The Castro Theatre originally opened at 479 Castro Street in 1910. The building was later remodeled into a retail store in the mid-1920s after the larger Castro Theater was built up the street. At the root of what was to become the best known gay mecca was the politicizing efforts of Harvey Milk, the first openly gay city supervisor in San Francisco, who started the Castro Street Fair and was later assassinated in SF City Hall in 1978. Milk had also started the Castro Village Association to provide an alternative to the "stodgy" Eureka Valley Merchants Association that was not as accepting of the new gay businesses. Milk together with Martha Asten put out information about the new emerging businesses of the Castro. The Castro had become very gay-friendly as gay bars replaced straight ones and Cliff's became the first Castro business to hire openly gay workers. Also in the 1970s, a basement had been excavated for storage.

Ernie of Cliff's Variety created children's Halloween costume contest in the Castro in 1948. By 1979, the Children's Halloween ended as the neighborhood's population shifted from families with children to more single men. But in the mid-90s, the Sisters of Perpetual Indulgence revived Children's Halloween with an annual party held at the Eureka Valley Recreation Center, including a costume contest and gifts from Cliff's.

In the late 1980s, the Hallmark cards business next door was closing up and the space at 471 Castro became available. Sometimes called Cliff's Annex, the new space would house "fabric, linens, bedding, and bath accessories".

(Stored data)
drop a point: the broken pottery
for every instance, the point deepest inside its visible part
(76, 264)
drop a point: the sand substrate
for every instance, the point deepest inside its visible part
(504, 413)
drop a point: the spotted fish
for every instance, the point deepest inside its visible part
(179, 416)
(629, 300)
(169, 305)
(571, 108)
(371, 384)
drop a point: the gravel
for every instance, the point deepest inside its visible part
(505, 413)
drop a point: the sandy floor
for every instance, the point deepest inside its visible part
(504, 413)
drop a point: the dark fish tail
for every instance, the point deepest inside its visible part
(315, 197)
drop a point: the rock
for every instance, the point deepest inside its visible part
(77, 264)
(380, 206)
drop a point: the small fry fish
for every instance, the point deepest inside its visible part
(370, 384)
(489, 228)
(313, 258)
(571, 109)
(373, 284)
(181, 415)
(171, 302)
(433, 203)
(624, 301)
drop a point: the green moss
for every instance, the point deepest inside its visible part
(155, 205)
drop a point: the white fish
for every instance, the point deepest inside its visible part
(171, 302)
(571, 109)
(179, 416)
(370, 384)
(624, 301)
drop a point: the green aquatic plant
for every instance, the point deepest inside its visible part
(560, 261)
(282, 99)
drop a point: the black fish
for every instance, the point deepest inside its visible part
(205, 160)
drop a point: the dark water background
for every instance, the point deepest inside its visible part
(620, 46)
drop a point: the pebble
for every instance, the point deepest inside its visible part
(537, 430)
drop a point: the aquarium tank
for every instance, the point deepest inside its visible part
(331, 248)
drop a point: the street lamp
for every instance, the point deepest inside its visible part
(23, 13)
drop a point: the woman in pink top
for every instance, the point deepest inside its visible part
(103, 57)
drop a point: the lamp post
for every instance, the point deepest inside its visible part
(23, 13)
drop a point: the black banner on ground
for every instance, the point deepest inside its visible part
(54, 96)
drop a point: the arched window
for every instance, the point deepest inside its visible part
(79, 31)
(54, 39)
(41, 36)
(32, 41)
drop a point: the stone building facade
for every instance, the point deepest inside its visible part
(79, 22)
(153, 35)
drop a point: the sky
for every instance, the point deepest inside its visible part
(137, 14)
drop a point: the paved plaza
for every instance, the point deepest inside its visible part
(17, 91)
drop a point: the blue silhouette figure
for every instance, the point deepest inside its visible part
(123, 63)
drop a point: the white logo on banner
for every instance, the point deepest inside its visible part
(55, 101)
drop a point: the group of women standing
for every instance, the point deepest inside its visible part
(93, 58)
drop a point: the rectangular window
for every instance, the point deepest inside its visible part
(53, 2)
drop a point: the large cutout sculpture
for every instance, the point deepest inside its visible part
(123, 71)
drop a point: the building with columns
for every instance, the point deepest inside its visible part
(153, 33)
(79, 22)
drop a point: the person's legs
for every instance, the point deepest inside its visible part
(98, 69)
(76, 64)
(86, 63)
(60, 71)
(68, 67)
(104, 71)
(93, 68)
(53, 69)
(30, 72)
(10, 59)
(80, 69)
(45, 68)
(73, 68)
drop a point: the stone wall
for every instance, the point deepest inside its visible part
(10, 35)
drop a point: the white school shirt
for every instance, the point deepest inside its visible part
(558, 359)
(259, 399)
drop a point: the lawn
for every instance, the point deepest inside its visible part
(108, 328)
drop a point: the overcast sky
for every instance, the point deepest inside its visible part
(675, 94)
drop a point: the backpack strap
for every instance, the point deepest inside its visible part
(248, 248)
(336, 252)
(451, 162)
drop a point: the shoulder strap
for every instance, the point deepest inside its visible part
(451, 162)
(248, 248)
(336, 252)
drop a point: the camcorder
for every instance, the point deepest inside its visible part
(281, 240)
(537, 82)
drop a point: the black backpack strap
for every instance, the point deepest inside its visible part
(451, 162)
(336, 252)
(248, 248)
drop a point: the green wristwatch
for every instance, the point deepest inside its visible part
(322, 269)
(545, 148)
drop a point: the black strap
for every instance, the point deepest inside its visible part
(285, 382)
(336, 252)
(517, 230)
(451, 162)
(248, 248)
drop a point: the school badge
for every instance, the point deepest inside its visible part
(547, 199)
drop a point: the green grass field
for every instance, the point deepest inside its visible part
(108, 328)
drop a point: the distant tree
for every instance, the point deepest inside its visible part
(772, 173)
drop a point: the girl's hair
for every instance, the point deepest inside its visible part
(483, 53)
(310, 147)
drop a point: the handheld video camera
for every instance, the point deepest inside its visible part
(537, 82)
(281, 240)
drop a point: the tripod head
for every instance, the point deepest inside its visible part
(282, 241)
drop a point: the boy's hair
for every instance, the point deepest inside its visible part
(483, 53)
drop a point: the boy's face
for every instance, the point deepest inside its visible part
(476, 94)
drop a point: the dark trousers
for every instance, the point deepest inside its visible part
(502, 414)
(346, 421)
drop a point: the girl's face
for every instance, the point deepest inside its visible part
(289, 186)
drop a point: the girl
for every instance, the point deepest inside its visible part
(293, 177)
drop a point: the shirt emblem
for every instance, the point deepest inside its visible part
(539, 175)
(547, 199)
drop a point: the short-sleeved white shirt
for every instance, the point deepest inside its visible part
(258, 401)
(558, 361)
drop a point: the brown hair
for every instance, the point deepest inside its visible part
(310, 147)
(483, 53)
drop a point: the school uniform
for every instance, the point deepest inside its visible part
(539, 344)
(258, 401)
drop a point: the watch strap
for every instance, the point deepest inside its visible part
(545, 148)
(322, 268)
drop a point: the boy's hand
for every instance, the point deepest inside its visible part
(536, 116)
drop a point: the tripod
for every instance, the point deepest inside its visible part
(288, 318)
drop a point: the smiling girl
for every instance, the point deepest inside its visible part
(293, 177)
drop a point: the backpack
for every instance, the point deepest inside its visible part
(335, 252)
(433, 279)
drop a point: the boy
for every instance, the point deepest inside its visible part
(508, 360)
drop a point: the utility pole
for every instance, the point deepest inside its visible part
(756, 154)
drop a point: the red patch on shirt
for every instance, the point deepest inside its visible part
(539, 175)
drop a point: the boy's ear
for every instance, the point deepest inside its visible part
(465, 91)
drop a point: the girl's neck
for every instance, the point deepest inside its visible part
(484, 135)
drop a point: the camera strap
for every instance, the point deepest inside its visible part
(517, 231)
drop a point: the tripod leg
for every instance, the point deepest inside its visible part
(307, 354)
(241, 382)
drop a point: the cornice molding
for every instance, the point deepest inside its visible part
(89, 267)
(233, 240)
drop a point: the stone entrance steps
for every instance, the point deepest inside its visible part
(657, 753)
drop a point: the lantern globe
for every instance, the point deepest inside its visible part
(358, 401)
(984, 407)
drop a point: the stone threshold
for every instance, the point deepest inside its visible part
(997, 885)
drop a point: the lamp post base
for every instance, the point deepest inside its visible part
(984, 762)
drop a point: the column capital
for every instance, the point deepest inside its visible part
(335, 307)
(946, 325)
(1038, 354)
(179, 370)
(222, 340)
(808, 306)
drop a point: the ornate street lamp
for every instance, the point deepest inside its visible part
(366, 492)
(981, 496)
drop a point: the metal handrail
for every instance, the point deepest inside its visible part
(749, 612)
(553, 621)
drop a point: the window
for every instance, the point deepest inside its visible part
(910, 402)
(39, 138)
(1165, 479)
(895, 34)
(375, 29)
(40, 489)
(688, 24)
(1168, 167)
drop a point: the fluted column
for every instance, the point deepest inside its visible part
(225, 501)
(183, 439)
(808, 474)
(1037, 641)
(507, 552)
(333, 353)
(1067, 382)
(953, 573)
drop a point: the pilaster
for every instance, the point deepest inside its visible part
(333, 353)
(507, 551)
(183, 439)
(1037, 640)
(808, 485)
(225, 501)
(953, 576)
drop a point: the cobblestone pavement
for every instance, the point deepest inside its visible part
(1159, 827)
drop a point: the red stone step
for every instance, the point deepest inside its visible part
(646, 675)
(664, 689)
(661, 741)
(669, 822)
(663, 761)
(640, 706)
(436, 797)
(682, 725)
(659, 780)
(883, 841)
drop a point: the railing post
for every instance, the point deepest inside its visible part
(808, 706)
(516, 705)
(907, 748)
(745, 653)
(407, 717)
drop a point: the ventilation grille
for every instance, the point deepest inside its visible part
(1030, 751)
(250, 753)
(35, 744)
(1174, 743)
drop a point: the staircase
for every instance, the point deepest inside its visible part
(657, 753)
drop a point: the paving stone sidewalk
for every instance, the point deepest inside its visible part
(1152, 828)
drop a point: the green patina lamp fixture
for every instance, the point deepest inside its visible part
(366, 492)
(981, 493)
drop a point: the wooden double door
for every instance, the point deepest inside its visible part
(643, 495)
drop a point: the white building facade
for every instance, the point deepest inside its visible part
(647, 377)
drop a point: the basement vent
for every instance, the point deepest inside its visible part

§ Exercise directions:
Please answer these questions from the Castro text:
(a) Who created the children's Halloween costume contest in the Castro, and in what year?
(b) What address became available in the late 1980s when the Hallmark cards business closed?
(c) In what building and year was Harvey Milk assassinated?

§ Response to this task:
(a) Ernie of Cliff's Variety, in 1948.
(b) 471 Castro.
(c) SF City Hall, in 1978.